» WHAT YOU SHOULD DO
Report every line in the coordinate labeling data that contains the word "cliff".

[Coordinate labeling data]
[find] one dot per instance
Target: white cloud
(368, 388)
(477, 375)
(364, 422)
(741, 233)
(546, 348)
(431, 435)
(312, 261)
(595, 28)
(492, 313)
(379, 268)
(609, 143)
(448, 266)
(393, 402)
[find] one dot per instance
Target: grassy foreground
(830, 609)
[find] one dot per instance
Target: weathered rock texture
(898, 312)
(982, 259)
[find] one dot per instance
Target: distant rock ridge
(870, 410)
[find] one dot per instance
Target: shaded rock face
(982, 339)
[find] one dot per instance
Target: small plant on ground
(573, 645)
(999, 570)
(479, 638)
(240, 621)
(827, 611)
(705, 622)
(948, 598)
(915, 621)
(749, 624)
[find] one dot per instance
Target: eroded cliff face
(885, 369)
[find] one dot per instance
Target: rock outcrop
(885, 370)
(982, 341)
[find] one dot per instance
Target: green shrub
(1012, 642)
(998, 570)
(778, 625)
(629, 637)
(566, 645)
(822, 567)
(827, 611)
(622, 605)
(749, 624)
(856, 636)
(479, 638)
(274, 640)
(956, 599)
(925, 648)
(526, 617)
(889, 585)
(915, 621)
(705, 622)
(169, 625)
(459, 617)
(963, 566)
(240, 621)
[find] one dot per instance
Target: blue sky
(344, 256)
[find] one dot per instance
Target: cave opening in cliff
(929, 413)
==
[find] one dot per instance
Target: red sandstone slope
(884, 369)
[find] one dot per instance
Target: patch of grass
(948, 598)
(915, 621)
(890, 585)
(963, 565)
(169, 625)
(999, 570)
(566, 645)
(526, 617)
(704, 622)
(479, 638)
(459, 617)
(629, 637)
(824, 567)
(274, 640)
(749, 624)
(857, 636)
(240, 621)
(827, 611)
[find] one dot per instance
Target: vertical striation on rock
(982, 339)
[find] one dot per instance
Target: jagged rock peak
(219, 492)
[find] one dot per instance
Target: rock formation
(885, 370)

» OUTPUT BELOW
Target: eroded cliff face
Target: cave opening in cliff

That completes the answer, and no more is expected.